*TEXT SEGMENT*:
Apart from that brief interlude, we didn’t do any canter work today. Working on the walk and the trot was enough. I actually suffered a rather dizzy spell halfway through the lesson and had to stop for a bit until my vision cleared. Kelly ran to get me a bit of chocolate to try and spike my blood sugar levels a bit warning me “don’t fall off” as she went. Fortunately, Fox took advantage of my dizzy state to stand completely still and let it all hang loose.

I worked hard today though, really trying to use my legs properly and focusing so many different things at once. I was conscious of where my hands where, how tight my tummy muscles were, whether my hips were open or locked, trying to keep my knees from rotating, stretching through the calf muscle, stepping down into the stirrup, lifting my ribcage, keeping a bend in my elbow, and looking up and around. All at the same time.

I know that in time, all of those things will come together and gradually I won’t even notice I’m doing them. There are moments I feel like I’m getting it, like things are starting to come naturally. But then something new happens and it’s like I have to start all over again to incorporate it into the pattern of my body.

*RECORD LIST*:
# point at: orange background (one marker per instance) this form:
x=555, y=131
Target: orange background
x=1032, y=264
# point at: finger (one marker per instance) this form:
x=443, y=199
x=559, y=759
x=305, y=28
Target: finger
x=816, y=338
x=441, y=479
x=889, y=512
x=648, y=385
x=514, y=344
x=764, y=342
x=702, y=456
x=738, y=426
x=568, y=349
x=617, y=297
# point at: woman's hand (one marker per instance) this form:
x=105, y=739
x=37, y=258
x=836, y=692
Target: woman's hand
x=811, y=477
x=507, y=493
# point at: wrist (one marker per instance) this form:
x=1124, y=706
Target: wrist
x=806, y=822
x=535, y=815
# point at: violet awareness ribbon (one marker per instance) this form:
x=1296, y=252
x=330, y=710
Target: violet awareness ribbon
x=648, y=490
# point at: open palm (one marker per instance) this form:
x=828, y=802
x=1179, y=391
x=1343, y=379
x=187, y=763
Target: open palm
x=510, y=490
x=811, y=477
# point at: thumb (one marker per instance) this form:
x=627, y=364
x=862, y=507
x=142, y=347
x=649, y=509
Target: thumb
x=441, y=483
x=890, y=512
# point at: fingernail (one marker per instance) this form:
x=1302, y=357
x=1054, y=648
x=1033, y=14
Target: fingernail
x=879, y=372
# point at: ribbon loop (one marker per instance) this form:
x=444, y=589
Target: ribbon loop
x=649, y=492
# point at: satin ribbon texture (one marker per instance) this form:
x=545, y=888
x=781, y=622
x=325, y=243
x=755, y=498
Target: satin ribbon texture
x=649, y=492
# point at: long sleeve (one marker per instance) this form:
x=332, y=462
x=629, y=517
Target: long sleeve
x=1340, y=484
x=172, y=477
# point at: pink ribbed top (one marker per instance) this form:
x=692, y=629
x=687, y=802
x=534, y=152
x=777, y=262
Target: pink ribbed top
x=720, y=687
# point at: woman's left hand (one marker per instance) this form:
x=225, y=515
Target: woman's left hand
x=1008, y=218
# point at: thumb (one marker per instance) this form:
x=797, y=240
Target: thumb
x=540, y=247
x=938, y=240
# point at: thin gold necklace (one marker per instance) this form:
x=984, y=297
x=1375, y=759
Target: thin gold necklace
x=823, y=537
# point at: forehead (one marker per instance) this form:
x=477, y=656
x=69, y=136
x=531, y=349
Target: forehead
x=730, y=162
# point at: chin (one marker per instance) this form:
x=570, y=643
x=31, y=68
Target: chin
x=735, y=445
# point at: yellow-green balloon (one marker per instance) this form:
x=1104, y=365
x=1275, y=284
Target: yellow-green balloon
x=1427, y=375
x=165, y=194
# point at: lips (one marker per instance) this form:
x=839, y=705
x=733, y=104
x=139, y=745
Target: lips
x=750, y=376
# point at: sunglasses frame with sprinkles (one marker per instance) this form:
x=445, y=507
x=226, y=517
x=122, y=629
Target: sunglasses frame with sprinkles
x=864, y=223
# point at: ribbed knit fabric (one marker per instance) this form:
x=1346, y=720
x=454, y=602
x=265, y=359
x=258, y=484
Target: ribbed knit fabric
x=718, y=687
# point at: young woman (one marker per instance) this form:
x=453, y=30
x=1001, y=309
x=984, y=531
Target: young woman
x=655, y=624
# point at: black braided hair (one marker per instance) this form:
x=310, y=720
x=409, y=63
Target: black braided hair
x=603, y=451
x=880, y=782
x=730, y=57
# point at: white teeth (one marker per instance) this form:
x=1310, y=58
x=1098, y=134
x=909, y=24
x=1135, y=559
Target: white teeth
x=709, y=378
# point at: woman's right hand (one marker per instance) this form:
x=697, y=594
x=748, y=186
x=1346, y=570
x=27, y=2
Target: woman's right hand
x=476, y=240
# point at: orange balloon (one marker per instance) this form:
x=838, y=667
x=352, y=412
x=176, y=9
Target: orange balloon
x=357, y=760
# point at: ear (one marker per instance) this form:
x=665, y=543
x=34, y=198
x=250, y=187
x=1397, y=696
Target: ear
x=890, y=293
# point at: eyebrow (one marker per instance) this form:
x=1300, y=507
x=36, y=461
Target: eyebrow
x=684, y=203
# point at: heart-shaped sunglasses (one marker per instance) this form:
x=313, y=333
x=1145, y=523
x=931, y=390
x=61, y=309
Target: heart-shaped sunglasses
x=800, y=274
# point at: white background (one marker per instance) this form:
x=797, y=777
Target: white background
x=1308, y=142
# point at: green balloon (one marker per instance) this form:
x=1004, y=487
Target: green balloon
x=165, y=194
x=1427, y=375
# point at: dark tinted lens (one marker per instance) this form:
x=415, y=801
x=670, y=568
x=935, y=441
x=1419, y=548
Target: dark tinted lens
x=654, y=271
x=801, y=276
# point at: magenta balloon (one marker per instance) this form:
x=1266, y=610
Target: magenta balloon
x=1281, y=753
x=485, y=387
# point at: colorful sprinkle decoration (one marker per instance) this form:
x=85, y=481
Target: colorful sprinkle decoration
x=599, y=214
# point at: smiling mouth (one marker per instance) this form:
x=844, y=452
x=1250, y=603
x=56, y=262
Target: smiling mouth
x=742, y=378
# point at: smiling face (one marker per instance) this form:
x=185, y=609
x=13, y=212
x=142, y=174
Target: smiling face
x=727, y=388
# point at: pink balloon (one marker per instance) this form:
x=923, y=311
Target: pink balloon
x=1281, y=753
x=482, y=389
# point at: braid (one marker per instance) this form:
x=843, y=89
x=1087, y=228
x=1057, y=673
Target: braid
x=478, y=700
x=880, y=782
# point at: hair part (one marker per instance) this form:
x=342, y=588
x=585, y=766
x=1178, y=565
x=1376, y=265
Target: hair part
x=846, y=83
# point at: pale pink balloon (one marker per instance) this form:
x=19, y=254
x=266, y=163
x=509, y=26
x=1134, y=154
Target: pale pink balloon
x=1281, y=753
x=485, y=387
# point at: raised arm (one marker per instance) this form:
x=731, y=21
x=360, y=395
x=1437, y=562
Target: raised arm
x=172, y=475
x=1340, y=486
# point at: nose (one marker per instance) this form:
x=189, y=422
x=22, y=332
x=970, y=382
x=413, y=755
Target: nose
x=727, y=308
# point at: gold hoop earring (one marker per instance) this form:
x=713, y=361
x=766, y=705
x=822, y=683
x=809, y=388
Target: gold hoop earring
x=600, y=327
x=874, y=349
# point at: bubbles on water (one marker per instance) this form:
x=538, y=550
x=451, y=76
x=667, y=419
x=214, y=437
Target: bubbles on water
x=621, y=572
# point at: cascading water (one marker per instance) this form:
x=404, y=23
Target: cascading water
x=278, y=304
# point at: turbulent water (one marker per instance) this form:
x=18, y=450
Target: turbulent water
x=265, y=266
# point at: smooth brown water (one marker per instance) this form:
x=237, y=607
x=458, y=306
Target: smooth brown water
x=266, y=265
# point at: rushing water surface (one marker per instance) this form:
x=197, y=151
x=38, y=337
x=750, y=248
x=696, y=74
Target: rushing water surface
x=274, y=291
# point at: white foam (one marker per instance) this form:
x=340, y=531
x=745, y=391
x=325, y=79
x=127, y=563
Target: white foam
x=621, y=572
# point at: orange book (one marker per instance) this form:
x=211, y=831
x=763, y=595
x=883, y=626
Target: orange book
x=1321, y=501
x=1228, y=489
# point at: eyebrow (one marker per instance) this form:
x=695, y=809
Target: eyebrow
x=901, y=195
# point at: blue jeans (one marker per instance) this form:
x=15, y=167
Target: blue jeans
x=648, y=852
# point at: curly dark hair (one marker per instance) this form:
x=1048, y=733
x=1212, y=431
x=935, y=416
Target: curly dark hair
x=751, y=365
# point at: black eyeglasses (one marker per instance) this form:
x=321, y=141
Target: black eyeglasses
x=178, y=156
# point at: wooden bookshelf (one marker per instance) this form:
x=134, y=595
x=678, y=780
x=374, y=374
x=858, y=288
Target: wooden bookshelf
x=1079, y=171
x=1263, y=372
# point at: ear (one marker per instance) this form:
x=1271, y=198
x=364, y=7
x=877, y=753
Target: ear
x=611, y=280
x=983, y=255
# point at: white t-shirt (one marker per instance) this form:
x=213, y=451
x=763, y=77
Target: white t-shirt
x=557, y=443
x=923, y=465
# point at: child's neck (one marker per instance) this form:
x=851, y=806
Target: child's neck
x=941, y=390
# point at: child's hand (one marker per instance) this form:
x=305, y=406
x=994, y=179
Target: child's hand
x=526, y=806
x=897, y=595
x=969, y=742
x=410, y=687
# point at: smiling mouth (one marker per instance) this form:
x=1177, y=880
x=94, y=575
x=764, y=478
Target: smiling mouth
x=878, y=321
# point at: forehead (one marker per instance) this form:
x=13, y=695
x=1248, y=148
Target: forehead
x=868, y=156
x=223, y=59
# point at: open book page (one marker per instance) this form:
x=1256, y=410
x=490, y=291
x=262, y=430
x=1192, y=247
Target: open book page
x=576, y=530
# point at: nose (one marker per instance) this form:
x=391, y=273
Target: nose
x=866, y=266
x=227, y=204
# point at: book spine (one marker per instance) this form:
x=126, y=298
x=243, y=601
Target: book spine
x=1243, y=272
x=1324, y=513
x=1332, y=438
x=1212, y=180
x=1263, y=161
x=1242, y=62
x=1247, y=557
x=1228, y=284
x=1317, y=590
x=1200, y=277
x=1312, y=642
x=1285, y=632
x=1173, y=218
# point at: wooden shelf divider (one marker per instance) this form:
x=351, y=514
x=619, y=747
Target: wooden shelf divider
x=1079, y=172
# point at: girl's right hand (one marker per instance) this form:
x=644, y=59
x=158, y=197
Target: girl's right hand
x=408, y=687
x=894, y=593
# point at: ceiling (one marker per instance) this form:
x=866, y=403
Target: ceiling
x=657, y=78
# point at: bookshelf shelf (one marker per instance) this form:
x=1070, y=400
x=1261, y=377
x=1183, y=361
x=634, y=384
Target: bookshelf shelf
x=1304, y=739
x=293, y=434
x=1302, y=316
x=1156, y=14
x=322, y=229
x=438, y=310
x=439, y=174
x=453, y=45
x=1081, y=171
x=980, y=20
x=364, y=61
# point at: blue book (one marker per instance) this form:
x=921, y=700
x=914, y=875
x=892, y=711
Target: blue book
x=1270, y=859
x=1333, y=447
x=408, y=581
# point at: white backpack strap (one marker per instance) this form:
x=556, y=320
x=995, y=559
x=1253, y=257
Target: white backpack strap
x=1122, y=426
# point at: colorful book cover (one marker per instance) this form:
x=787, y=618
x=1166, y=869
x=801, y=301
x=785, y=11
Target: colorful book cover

*STATED EXERCISE 1*: Please print the riding lesson passage word for word, starting at "I worked hard" and ending at "of my body.".
*STATED EXERCISE 2*: Name every horse gait mentioned in the riding lesson passage.
Work only from the text about the riding lesson, and ignore the items.

*SOLUTION 1*:
I worked hard today though, really trying to use my legs properly and focusing so many different things at once. I was conscious of where my hands where, how tight my tummy muscles were, whether my hips were open or locked, trying to keep my knees from rotating, stretching through the calf muscle, stepping down into the stirrup, lifting my ribcage, keeping a bend in my elbow, and looking up and around. All at the same time.

I know that in time, all of those things will come together and gradually I won’t even notice I’m doing them. There are moments I feel like I’m getting it, like things are starting to come naturally. But then something new happens and it’s like I have to start all over again to incorporate it into the pattern of my body.

*SOLUTION 2*: canter, walk, trot